● Aim of the exercise:
How many lines in the items below contain the word "region"? Reply with the number alone.

::::::

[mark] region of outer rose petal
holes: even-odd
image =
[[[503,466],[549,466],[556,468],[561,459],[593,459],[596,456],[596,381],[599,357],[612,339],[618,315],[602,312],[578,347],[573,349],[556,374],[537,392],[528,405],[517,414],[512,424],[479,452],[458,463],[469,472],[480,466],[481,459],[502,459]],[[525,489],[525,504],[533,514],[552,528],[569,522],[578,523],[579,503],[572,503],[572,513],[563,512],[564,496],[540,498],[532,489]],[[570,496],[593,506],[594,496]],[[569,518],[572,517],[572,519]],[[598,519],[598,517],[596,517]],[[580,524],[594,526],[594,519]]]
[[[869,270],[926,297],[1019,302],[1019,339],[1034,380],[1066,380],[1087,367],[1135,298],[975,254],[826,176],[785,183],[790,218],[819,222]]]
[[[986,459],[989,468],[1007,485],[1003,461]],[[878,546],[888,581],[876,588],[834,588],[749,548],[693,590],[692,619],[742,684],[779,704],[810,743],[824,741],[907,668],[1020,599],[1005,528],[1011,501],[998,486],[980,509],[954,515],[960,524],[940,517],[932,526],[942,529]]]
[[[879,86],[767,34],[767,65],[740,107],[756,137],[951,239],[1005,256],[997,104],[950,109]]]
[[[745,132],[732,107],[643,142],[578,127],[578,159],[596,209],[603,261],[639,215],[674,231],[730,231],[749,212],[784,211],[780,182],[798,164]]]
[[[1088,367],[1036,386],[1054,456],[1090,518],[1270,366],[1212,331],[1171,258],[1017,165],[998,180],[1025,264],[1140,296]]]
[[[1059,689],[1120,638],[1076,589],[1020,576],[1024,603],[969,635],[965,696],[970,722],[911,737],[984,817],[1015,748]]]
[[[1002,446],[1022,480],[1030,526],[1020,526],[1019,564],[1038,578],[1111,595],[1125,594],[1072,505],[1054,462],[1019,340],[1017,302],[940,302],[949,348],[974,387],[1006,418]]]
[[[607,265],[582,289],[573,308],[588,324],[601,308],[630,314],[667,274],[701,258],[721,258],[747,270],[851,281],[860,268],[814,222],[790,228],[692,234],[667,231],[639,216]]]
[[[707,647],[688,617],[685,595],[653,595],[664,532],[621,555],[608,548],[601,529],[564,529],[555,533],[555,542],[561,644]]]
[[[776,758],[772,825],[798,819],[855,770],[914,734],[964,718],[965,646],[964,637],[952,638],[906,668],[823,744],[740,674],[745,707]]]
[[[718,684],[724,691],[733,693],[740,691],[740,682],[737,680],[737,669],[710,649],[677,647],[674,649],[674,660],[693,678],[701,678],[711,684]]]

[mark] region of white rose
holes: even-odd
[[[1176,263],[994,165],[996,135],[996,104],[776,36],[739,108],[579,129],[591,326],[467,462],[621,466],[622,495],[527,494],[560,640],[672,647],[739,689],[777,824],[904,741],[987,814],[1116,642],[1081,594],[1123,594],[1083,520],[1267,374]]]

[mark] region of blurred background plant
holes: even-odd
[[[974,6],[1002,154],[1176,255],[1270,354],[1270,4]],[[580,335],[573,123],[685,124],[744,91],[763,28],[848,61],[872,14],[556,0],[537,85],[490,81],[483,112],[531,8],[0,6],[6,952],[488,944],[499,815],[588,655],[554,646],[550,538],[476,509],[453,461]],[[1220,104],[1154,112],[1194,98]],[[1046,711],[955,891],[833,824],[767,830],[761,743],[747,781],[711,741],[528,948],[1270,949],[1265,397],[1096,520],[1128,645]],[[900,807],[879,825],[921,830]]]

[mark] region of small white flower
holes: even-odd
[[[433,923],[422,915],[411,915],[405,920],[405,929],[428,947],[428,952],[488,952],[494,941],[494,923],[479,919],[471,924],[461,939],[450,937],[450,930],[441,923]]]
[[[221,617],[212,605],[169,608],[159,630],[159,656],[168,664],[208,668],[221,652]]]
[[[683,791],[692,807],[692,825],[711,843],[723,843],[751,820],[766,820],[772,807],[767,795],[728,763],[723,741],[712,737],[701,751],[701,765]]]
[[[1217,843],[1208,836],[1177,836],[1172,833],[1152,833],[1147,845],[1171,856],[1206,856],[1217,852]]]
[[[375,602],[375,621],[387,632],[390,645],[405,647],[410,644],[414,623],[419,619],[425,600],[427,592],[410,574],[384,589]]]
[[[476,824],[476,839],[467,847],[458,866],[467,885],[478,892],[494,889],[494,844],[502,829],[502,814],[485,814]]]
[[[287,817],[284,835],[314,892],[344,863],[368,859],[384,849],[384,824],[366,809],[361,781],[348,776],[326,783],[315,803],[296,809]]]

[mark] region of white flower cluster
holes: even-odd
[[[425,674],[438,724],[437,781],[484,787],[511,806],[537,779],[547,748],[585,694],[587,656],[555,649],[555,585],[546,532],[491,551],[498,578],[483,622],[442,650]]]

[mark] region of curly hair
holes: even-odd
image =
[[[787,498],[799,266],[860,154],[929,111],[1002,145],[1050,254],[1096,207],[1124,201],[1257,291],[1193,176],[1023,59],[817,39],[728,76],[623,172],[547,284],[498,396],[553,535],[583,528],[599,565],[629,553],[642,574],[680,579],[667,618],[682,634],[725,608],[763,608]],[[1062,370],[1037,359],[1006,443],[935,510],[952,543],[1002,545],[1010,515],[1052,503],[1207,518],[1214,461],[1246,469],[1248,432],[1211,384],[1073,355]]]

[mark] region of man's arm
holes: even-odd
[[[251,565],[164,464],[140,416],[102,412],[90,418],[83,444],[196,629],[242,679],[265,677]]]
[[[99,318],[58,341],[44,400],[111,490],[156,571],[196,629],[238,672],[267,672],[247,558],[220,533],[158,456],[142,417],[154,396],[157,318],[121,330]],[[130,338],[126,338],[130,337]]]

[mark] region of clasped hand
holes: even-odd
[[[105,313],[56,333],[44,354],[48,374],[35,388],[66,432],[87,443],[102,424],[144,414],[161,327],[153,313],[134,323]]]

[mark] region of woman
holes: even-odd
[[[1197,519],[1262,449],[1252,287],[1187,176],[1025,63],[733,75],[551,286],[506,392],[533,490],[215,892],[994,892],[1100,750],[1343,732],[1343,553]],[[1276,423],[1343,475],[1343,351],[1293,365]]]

::::::

● Solved problem:
9